*** Material for the task ***

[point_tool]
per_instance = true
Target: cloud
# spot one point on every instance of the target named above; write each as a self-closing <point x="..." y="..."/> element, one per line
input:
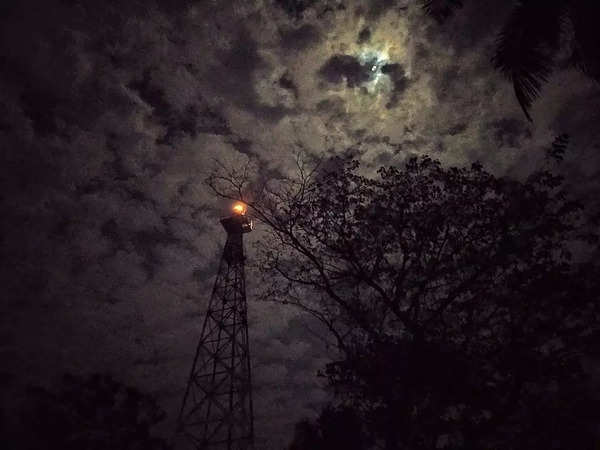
<point x="345" y="68"/>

***

Rewrite the lines above, swapping "cloud" for "sky" and keeping everything else the same. Omit the pictures from your answer.

▶ **Response for this exercise**:
[point_tool]
per_instance = true
Target: sky
# spot one point on every instance of the target named above; write each as a self-closing <point x="..." y="..."/> element, one per line
input:
<point x="345" y="68"/>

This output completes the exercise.